Rewrite the items below with every "instance" changed to "occurrence", keeping everything else unchanged.

__MATERIAL__
□ □ □ □ □
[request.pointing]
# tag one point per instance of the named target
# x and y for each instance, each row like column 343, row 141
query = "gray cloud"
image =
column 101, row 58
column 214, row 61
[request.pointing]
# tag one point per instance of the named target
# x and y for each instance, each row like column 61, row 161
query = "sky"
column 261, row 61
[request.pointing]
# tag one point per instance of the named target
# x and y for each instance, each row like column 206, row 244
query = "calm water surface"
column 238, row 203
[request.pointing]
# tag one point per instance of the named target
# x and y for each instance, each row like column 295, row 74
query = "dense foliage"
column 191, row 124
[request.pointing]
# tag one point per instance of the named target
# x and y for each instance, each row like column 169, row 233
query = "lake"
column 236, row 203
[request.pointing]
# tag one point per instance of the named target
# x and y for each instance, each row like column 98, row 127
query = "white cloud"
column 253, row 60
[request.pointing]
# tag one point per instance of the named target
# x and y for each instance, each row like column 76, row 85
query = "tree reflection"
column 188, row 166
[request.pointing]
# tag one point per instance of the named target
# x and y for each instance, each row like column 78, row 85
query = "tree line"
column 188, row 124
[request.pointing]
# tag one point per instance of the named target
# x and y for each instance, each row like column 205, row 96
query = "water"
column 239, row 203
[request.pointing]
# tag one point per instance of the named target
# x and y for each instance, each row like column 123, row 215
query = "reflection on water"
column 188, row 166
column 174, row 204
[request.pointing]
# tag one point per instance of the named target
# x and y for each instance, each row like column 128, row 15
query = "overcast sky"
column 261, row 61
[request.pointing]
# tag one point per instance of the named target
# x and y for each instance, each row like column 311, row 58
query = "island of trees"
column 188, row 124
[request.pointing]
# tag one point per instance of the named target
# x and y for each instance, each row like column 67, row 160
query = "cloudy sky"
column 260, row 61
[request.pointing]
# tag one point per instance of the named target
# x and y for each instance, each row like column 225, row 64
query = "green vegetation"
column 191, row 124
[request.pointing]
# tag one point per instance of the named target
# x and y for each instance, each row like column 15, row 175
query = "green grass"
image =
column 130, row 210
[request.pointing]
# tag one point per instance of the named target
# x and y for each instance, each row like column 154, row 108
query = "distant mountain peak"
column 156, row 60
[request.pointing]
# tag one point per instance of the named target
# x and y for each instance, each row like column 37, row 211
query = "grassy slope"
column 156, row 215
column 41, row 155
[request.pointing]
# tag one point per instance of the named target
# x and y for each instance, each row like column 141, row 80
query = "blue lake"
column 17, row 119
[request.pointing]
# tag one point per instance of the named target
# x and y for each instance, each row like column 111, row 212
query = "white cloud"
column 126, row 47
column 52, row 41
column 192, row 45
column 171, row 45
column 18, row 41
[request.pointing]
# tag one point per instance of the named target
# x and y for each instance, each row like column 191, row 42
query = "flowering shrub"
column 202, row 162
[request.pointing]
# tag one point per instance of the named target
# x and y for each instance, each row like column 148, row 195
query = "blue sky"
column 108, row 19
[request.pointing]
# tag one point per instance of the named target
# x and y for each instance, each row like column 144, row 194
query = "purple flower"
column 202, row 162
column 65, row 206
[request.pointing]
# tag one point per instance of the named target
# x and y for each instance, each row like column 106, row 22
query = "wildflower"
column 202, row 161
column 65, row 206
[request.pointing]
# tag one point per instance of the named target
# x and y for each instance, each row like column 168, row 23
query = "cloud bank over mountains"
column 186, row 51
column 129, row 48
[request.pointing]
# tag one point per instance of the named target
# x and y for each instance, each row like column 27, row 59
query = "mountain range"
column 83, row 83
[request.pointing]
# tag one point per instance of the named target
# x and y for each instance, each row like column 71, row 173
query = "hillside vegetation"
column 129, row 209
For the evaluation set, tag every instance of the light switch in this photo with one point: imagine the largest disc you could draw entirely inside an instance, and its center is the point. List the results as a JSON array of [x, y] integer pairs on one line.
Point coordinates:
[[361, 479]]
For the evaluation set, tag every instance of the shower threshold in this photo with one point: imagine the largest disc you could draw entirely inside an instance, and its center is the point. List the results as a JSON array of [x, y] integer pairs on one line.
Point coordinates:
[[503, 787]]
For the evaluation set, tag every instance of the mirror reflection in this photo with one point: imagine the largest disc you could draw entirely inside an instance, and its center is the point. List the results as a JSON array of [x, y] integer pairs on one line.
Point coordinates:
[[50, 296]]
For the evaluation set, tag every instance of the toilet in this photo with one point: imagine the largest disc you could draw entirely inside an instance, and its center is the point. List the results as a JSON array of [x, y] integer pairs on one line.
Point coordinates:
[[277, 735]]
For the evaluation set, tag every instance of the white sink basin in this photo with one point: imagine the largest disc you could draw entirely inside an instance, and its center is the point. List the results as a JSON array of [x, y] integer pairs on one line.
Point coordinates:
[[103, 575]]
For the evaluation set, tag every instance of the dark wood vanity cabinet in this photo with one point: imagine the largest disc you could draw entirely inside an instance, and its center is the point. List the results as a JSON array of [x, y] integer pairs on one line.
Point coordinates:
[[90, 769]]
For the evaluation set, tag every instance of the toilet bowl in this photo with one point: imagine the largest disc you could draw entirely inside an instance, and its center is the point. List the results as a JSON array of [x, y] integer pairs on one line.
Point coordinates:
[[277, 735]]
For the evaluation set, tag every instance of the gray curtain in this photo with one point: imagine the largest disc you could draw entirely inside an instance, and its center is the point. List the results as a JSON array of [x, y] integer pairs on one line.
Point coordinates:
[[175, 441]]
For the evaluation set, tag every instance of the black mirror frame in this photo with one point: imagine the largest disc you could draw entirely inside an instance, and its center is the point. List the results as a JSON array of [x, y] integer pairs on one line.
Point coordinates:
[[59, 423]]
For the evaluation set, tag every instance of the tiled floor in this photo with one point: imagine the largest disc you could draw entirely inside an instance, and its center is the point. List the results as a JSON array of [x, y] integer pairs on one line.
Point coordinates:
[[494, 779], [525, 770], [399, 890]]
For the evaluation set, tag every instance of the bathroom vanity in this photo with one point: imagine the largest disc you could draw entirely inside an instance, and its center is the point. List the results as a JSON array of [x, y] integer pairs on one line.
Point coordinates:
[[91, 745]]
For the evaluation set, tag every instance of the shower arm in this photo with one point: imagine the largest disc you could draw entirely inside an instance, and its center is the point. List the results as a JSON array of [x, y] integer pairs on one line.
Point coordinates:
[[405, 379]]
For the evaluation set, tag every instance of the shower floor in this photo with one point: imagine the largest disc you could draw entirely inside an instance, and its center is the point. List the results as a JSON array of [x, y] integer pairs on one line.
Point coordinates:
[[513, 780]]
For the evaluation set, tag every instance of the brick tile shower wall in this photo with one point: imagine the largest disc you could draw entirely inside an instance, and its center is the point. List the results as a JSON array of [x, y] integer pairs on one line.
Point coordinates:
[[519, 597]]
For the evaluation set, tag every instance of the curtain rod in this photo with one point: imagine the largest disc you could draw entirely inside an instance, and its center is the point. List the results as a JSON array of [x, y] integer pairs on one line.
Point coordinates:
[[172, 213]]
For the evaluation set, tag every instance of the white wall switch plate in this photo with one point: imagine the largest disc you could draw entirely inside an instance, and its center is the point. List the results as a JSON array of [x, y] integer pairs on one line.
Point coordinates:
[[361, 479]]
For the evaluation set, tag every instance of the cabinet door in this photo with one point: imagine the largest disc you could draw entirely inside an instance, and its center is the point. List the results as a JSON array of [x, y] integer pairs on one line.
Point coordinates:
□ □ □ □ □
__ANSWER TO THE TASK__
[request.pointing]
# tag one point per occurrence of the named target
# x and y for each occurrence, each row like column 343, row 141
query = "gray cloud"
image =
column 101, row 58
column 214, row 61
[request.pointing]
# tag one point per occurrence of the named target
# x and y for each occurrence, each row like column 61, row 161
query = "sky"
column 261, row 61
[request.pointing]
# tag one point per occurrence of the named target
# x and y for each occurrence, each row like column 206, row 244
query = "calm water surface"
column 238, row 203
[request.pointing]
# tag one point per occurrence of the named target
# x and y for each occurrence, each row like column 295, row 74
query = "dense foliage"
column 191, row 124
[request.pointing]
# tag one point per occurrence of the named target
# x and y for each occurrence, each row like column 169, row 233
query = "lake"
column 236, row 203
[request.pointing]
# tag one point per occurrence of the named target
# x and y for each occurrence, each row like column 98, row 127
query = "white cloud"
column 253, row 60
[request.pointing]
# tag one point per occurrence of the named target
# x and y for each occurrence, each row like column 76, row 85
query = "tree reflection"
column 188, row 166
[request.pointing]
# tag one point per occurrence of the named target
# x and y for each occurrence, each row like column 78, row 85
query = "tree line"
column 188, row 124
[request.pointing]
# tag one point per occurrence of the named target
# x and y for each occurrence, each row like column 205, row 96
query = "water"
column 239, row 203
[request.pointing]
# tag one point per occurrence of the named target
# x and y for each occurrence, each row like column 123, row 215
query = "reflection on water"
column 188, row 166
column 174, row 204
[request.pointing]
# tag one point per occurrence of the named target
# x and y for each occurrence, each row like column 128, row 15
query = "overcast sky"
column 261, row 61
[request.pointing]
# tag one point per occurrence of the named target
# x and y for each occurrence, each row like column 311, row 58
query = "island of trees"
column 188, row 124
[request.pointing]
# tag one point per occurrence of the named target
# x and y for each occurrence, each row like column 67, row 160
query = "cloudy sky"
column 260, row 61
[request.pointing]
# tag one point per occurrence of the named target
# x and y for each occurrence, each row like column 225, row 64
query = "green vegetation"
column 191, row 124
[request.pointing]
# tag one point per occurrence of the named target
# x and y for each occurrence, each row like column 15, row 175
query = "green grass"
image =
column 130, row 210
[request.pointing]
# tag one point per occurrence of the named target
# x and y for each occurrence, each row like column 154, row 108
query = "distant mountain peak"
column 156, row 60
[request.pointing]
# tag one point per occurrence of the named target
# x and y for each occurrence, each row like column 37, row 211
query = "grassy slope"
column 156, row 215
column 41, row 155
[request.pointing]
# tag one point per occurrence of the named target
# x and y for each occurrence, each row like column 141, row 80
query = "blue lake"
column 17, row 119
[request.pointing]
# tag one point per occurrence of the named target
# x and y for each occurrence, each row like column 111, row 212
query = "white cloud"
column 126, row 47
column 52, row 41
column 192, row 45
column 171, row 45
column 18, row 41
[request.pointing]
# tag one point per occurrence of the named target
# x and y for each occurrence, each row like column 191, row 42
query = "flowering shrub"
column 202, row 162
[request.pointing]
# tag one point per occurrence of the named target
# x and y for each occurrence, each row like column 148, row 195
query = "blue sky"
column 108, row 19
[request.pointing]
# tag one point per occurrence of the named target
# x and y for each occurrence, each row like column 144, row 194
query = "purple flower"
column 202, row 162
column 65, row 206
[request.pointing]
# tag one point per occurrence of the named target
# x and y for each occurrence, each row like column 106, row 22
query = "wildflower"
column 202, row 161
column 65, row 206
[request.pointing]
# tag one point per occurrence of the named target
# x and y for each occurrence, each row like column 168, row 23
query = "cloud bank over mountains"
column 186, row 51
column 129, row 48
[request.pointing]
# tag one point per occurrence of the named target
# x and y for each occurrence, each row like column 27, row 59
query = "mountain range"
column 83, row 83
[request.pointing]
# tag one point per occurrence of the named target
# x and y for each occurrence, each row like column 71, row 173
query = "hillside vegetation"
column 129, row 209
For the evaluation set, tag every occurrence of the light switch in this photo with one point: imagine the largest disc you could draw entirely inside an occurrence, and its center is the point. List the results as a JSON array of [x, y] integer pairs on one line.
Point coordinates:
[[361, 479]]
For the evaluation set, tag every occurrence of the shower threshold in this photo with one point: imagine the largest disc you could draw entirely inside an occurrence, and its center is the point. List the results as a JSON array of [x, y] integer pairs on one line.
Point coordinates:
[[503, 787]]
For the evaluation set, tag every occurrence of the mirror reflection in this photo with one point: imagine the largest disc you could draw entirely inside an occurrence, and its center is the point. List the results as a JSON array of [x, y] integer pairs on one line.
Point coordinates:
[[50, 296]]
For the evaluation set, tag every occurrence of the toilet in this photo with one point: imagine the largest disc you could draw entirely inside an occurrence, and its center is the point. List the results as a JSON array of [x, y] integer pairs on one line.
Point coordinates:
[[277, 735]]
For the evaluation set, tag every occurrence of the white sink basin in this photo with one point: imagine the largest disc you could draw entirely inside an occurrence, and its center is the point. List the results as a JSON array of [x, y] integer pairs on one line.
Point coordinates:
[[103, 575]]
For the evaluation set, tag every occurrence of the dark wood vanity cabinet in this photo with one point: imagine the largest disc you could draw entirely inside an occurrence, and its center is the point. List the results as a JSON array of [x, y] integer pairs on one line.
Point coordinates:
[[90, 769]]
For the evaluation set, tag every occurrence of the toilet bowl in this photo with one point: imagine the largest disc you could draw entirely inside an occurrence, and its center is the point. List the results as a JSON array of [x, y] integer pairs on one line.
Point coordinates:
[[277, 735]]
For the evaluation set, tag every occurrence of the gray curtain in this photo with one point: imagine the largest disc you could draw entirely inside an occurrence, and its center is the point. List the results as a JSON array of [x, y] integer pairs on one line.
Point coordinates:
[[175, 441]]
For the evaluation set, tag every occurrence of the black mirror frame in this photo with one point: imagine the largest disc you could draw entirely inside an occurrence, and its center is the point. List the results as a JSON array of [x, y] integer pairs on one line.
Point coordinates:
[[59, 423]]
For the evaluation set, tag every occurrence of the tiled floor in this photo with one point: imagine the largest disc you could draw entirely inside an occurrence, and its center is the point. List the results as a JSON array of [x, y] integer pairs on one line.
Point coordinates:
[[494, 779], [525, 770], [399, 890]]
For the evaluation set, tag every occurrence of the bathroom vanity in this photo with one point: imagine the largest disc you could draw entirely inside an occurrence, and its center is the point. List the results as a JSON array of [x, y] integer pairs on one line.
Point coordinates:
[[91, 745]]
For the evaluation set, tag every occurrence of the shower arm in this photo with one point: imagine the largest disc you could draw entirely inside an occurrence, and its center is the point. List the results as a JSON array of [x, y] integer pairs on one line.
Point coordinates:
[[405, 379]]
For the evaluation set, tag every occurrence of the shower floor in this photo with one point: imagine the largest disc you could draw entirely inside an occurrence, and its center is the point. List the results as a JSON array of [x, y] integer pairs on one line.
Point coordinates:
[[513, 780]]
For the evaluation set, tag every occurrence of the brick tile shower wall in this photo with one point: imagine the largest disc you could draw entirely inside an occurrence, and its center is the point. List the results as a JSON array of [x, y] integer pairs on one line.
Point coordinates:
[[519, 597]]
For the evaluation set, tag every occurrence of the curtain rod in this photo with one point: imagine the largest disc you could draw entirely inside an occurrence, and its center is the point. List the results as a JSON array of [x, y] integer pairs on one line.
Point coordinates:
[[172, 213]]
For the evaluation set, tag every occurrence of the white wall switch plate in this photo with one point: imagine the largest disc you could draw entirely inside an occurrence, and its center is the point. List the results as a JSON array of [x, y] integer pairs on one line.
Point coordinates:
[[361, 479]]
For the evaluation set, tag every occurrence of the cabinet door in this photo with one point: imagine the largest disc you could draw entirely inside an occurrence, and its center is the point. List the results as a JSON array of [x, y] integer pairs on one line.
Point coordinates:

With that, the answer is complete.